§ Short problem 1
Retype the records that follow the abstract below, word for word, without including the pictures.

§ Text section
————————
Technical Report No. 281 - Abstract



Mohamad Ahmadi, Fabian Kuhn, Shay Kutten, Anisur Rahaman Molla and Gopal Pandurangan
The Communication Cost of Information Spreading in Dynamic Networks

This paper investigates the message complexity of distributed information spreading (a.k.a gossip or token dissemination) in adversarial dynamic networks. While distributed computations in dynamic networks have been studied intensively over the last years, almost all of the existing work solely focuses on the time complexity of distributed algorithms.

In information spreading, the goal is to spread k tokens of information to every node on an n-node network. We consider the amortized (average) message complexity of spreading a token, assuming that the number of tokens is large. In a static network, this basic problem can be solved using (asymptotically optimal) O(n) amortized messages per token. Our focus is on token-forwarding algorithms, which do not manipulate tokens in any way other than storing, copying, and forwarding them.

We assume that the dynamic sequence of network graphs is provided by an adaptive worst-case adversary that is aware of the status of all nodes and the algorithm (including the current random choices) and can rewire the network arbitrarily in every round with the constraint that it always keeps the n-node network connected. We present two sets of results depending on how nodes send messages to their neighbors:

1. Local broadcast setting: We show a tight lower bound of Ω(n^2) on the number of amortized local broadcasts, which is matched by the naive flooding algorithm.
————————
§ Excerpted data
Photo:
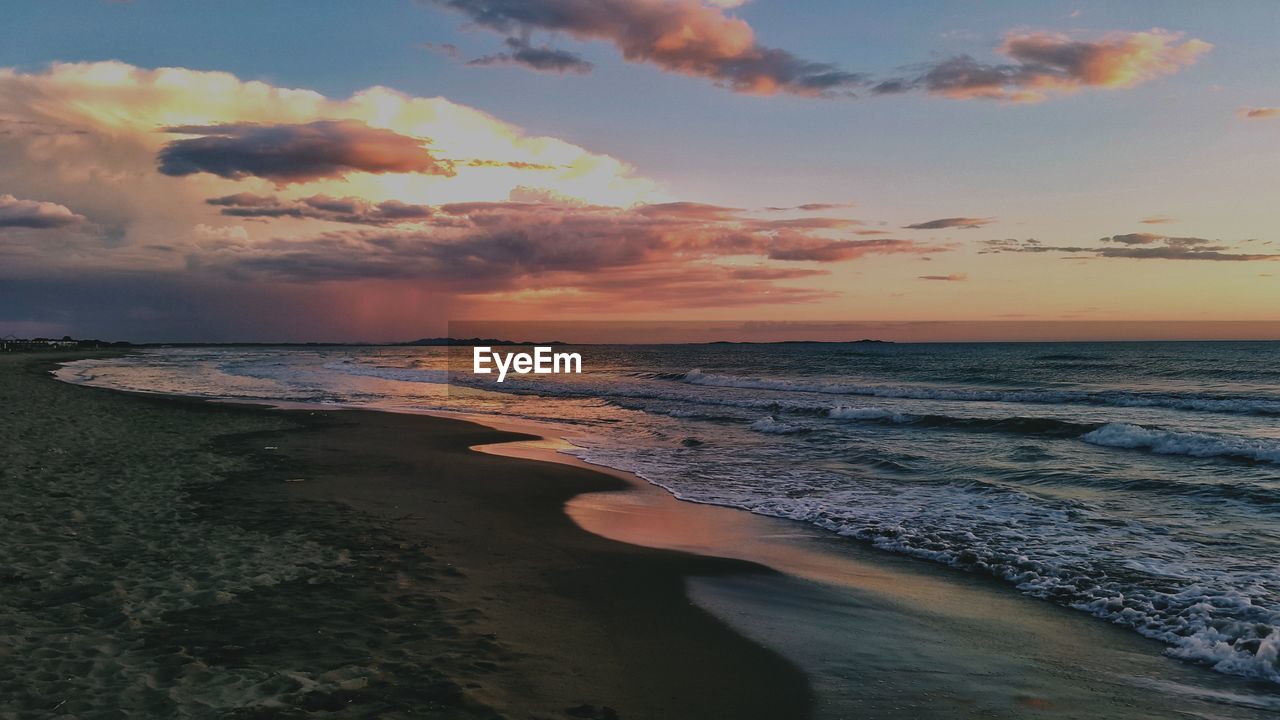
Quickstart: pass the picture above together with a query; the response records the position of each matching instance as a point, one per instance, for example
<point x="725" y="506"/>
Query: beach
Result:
<point x="181" y="557"/>
<point x="173" y="557"/>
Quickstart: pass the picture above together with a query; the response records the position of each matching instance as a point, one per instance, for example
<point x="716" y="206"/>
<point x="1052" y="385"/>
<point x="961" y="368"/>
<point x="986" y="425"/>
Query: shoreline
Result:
<point x="871" y="632"/>
<point x="474" y="575"/>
————————
§ Short problem 2
Write the next part of the abstract above on the message cost of information spreading in dynamic networks, starting right after its last sentence.

§ Task response 1
Photo:
Quickstart: pass the picture above together with a query; the response records the position of each matching instance as a point, one per instance, for example
<point x="725" y="506"/>
Query: beach
Result:
<point x="181" y="557"/>
<point x="173" y="557"/>
Quickstart: pass the picture above together with a query; the response records the position of each matching instance as a point, one per instance, for example
<point x="716" y="206"/>
<point x="1052" y="385"/>
<point x="961" y="368"/>
<point x="986" y="425"/>
Query: shoreline
Result:
<point x="871" y="632"/>
<point x="474" y="575"/>

§ Task response 2
2. Unicast: We study the message complexity as a function of the number of dynamic changes in the network. To facilitate this, we introduce a natural complexity measure for analyzing dynamic networks called adversary-competitive message complexity where the adversary pays a unit cost for every topological change. Under this model, it is shown that if k is sufficiently large, we can obtain an optimal amortized message complexity of O(n). We also present a randomized algorithm that achieves subquadratic amortized message complexity when the number of tokens is not large under an oblivious adversary, which is a worst-case adversary that is oblivious to the random choices made by the algorithm. Our analysis of the unicast communication under the adversary-competitive model (which may be of independent interest) is a main contribution of this paper.